-- Text section --
○ ○ ○ ○ ○ ○ ○
✍️✍️Configuring Hadoop cluster using Ansible:

4 min readJan 7, 2021

What is Hadoop??

Hadoop is an Apache open-source framework written in java that allows distributed processing of large datasets across clusters of computers using simple programming models. The Hadoop framework application works in an environment that provides distributed storage and computation across clusters of computers. Hadoop is designed to scale up from a single server to thousands of machines, each offering local computation and storage.

What is NameNode?

NameNode stores all the information of the datanodes. When client stores data on DataNode ,NameNode gives the location of the data to the client.

What is a Data Node?

Data Node, also known as SlaveNode/EdgeNode. Data Nodes store data in a Hadoop cluster and is the name of the daemon that manages the data. File data is replicated on multiple Data Nodes for reliability and so that localized computation can be executed near the data.

For detailed understanding of hadoop cluster you can refer my below blog on hadoop.

https://jyotisp710.medium.com/understanding-the-working-of-hadoop-cluster-410c8102766e?sk=074e9af4705d595a56cf15bb75c1d444

Redhat Ansible

Ansible is an open-source automation tool, or platform, used for IT tasks such as configuration management, application deployment, intra-service orchestration, and provisioning. Automation is crucial these days, with IT environments that are too complex and often need to scale too quickly for system administrators and developers to keep up if they had to do everything manually. Automation simplifies complex tasks, not just making developers’ jobs more manageable but allowing them to focus attention on other tasks that add value to an organization. In other words, it frees up time and increases efficiency. And Ansible, as noted above, is rapidly rising to the top in the world of automation tools. Let’s look at some of the reasons for Ansible’s popularity.

Here we will configure the hadoop cluster with the help of Ansible.

Ansible Playbook

Playbooks are the files where the Ansible code is written. Playbooks are written in YAML format. YAML stands for Yet Another Markup Language. Playbooks are one of the core features of Ansible and tell Ansible what to execute. They are like a to-do list for Ansible that contains a list of tasks.

Playbooks contain the steps which the user wants to execute on a particular machine. Playbooks are run sequentially. Playbooks are the building blocks for all the use cases of Ansible.

So lets start…………..

Here, we need the inventory file which consists of IPs of systems which we have to configure as namenode and datanode.

First I have created here a separate namenode variable file which contains the path of softwares needed to install for namenode.

variables are inside namenode_var.yml file

This includes the hadoop and jdk softwares needs to be copied and installed in the namenode by ansible control node.

This also includes the path of namenode directory which needs to be created.

2. Now, we have here namenode.yml playbook which is needed to configure the managed node of ansible as namenode of hadoop.

First we need to copy and download the jdk,hadoop softwares in the managed node.
Now, create a namenode directory
Configure the hadoop hdfs and core files
Format the namenode directory
Finally, start the namenode service.
○ ○ ○ ○ ○ ○ ○
-- Stored data --
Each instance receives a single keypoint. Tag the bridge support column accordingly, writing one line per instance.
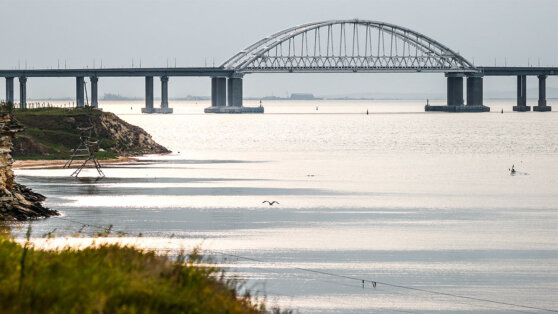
○ ○ ○ ○ ○ ○ ○
-- Instructions to follow --
Can you extract the part of the Hadoop page from "This includes the" to "to be created." word for word? You won't need the data.

-- Task answer --
This includes the hadoop and jdk softwares needs to be copied and installed in the namenode by ansible control node.

This also includes the path of namenode directory which needs to be created.